Consignes écrites:
**a)** Dans le passage sur les frais de déménagement, de combien de kilomètres au moins la distance entre l'ancienne résidence et le nouveau lieu de travail doit-elle dépasser celle entre la nouvelle résidence et ce même lieu ?
**b)** Reprenez mot pour mot le passage sur les frais de déménagement, de « Le texte du » à « ordinaire au Canada. ».

Passage fourni:
§
62(1)     Lorsqu'un contribuable a, à un moment donné, commencé :

           a)           à exploiter une entreprise ou à être employé dans un lieu au Canada (appelé son « nouveau lieu de travail » au présent paragraphe);

           b)           à être étudiant à plein temps dans un établissement d'enseignement (appelé son « nouveau lieu de travail » au présent paragraphe) qui est une université, un collège ou tout autre établissement dispensant un enseignement de niveau postsecondaire,

et a, de ce fait, déménagé d'une résidence située au Canada où, avant le déménagement, il résidait habituellement (appelée son « ancienne résidence » au présent article) pour venir occuper une autre résidence située au Canada où, après le déménagement, il a résidé habituellement (appelée sa « nouvelle résidence » au présent article), de sorte que la distance entre son ancienne résidence et son nouveau lieu de travail est supérieure d'au moins 40 kilomètres à la distance entre sa nouvelle résidence et son nouveau lieu de travail, il peut déduire, dans le calcul de son revenu pour l'année d'imposition au cours de laquelle il a déménagé de son ancienne résidence pour venir occuper sa nouvelle résidence, ou pour l'année d'imposition suivante, les sommes qu'il a payées au titre des frais de déménagement engagés pour déménager de son ancienne résidence pour venir occuper sa nouvelle résidence, dans la mesure où [...]

Le texte du paragraphe 62(1), tel qu'il était rédigé en 1996, est clair. Les frais de déménagement engagés pour des déplacements liés au travail au Canada sont déductibles. Matthew a déduit des frais de déménagement composés de trois voyages en avion aller-retour entre l'Écosse et le Canada en vue de revenir travailler au Canada. De tels frais ne sont pas admissibles en vertu de l'alinéa 62(1)a), étant donné qu'il ne s'agit pas de déménagements entre une résidence ordinaire au Canada et une autre résidence ordinaire au Canada.

[16]      Le paragraphe 62(2) traite de la déduction des frais de déménagement dans le cas des étudiants à plein temps :

           62(2)      Lorsqu'un contribuable aurait, compte non tenu de l'alinéa (1)a) et si dans le paragraphe (1) :

                        a)          soit les mots « déménagé d'une résidence située au Canada où » étaient remplacés par les mots « déménagé d'une résidence où » ;

                        b)          soit les mots « pour venir occuper une autre résidence située au Canada où » étaient remplacés par les mots « pour venir occuper une autre résidence où » ,

                        le droit de déduire une somme en vertu de ce paragraphe dans le calcul de son revenu pour une année d'imposition, cette somme peut être déduite dans le calcul de son revenu pour l'année.
§
Relevé:
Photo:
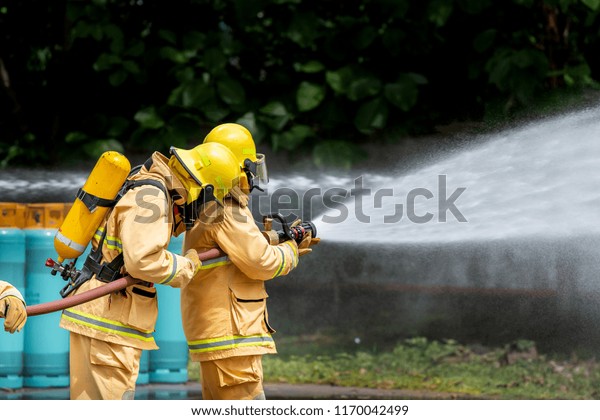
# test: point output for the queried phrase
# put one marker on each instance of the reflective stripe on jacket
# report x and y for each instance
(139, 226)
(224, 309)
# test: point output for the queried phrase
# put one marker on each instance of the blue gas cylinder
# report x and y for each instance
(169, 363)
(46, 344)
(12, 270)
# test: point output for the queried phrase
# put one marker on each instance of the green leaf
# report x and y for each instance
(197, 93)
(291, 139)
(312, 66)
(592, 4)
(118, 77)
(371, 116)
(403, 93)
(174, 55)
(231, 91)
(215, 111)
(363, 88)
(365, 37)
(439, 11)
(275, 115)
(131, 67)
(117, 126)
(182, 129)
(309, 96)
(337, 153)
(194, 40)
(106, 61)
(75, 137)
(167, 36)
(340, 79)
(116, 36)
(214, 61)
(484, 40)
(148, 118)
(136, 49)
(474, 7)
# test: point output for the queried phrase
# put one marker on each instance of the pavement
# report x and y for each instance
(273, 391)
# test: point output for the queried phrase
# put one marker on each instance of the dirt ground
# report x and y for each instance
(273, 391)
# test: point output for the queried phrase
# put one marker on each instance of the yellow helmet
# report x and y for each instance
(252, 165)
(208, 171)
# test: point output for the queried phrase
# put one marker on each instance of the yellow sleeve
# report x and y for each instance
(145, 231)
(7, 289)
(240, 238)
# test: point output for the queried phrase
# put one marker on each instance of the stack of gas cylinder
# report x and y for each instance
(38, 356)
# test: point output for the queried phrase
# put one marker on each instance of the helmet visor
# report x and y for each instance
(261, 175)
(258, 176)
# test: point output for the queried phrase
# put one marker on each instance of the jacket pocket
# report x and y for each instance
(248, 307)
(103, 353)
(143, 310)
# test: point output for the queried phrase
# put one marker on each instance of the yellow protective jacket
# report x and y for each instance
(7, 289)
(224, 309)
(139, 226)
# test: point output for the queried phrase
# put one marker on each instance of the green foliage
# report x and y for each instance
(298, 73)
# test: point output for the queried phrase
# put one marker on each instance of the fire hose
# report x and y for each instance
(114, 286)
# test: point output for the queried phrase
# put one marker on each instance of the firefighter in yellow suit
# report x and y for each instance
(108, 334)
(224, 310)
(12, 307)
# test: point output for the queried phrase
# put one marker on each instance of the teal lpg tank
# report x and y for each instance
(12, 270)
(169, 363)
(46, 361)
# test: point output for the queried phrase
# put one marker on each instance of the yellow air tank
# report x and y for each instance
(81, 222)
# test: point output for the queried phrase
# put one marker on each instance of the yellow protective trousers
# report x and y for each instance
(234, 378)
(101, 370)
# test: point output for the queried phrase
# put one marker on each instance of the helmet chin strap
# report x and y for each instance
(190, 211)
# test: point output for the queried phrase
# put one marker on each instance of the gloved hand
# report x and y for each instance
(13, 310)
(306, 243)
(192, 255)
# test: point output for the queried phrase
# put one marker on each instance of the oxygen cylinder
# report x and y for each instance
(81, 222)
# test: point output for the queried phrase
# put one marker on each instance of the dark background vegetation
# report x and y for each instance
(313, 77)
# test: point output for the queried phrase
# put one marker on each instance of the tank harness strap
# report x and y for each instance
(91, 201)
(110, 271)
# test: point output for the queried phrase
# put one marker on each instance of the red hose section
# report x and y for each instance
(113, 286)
§
Liste des solutions:
**a)** D'au moins 40 kilomètres.

**b)**
Le texte du paragraphe 62(1), tel qu'il était rédigé en 1996, est clair. Les frais de déménagement engagés pour des déplacements liés au travail au Canada sont déductibles. Matthew a déduit des frais de déménagement composés de trois voyages en avion aller-retour entre l'Écosse et le Canada en vue de revenir travailler au Canada. De tels frais ne sont pas admissibles en vertu de l'alinéa 62(1)a), étant donné qu'il ne s'agit pas de déménagements entre une résidence ordinaire au Canada et une autre résidence ordinaire au Canada.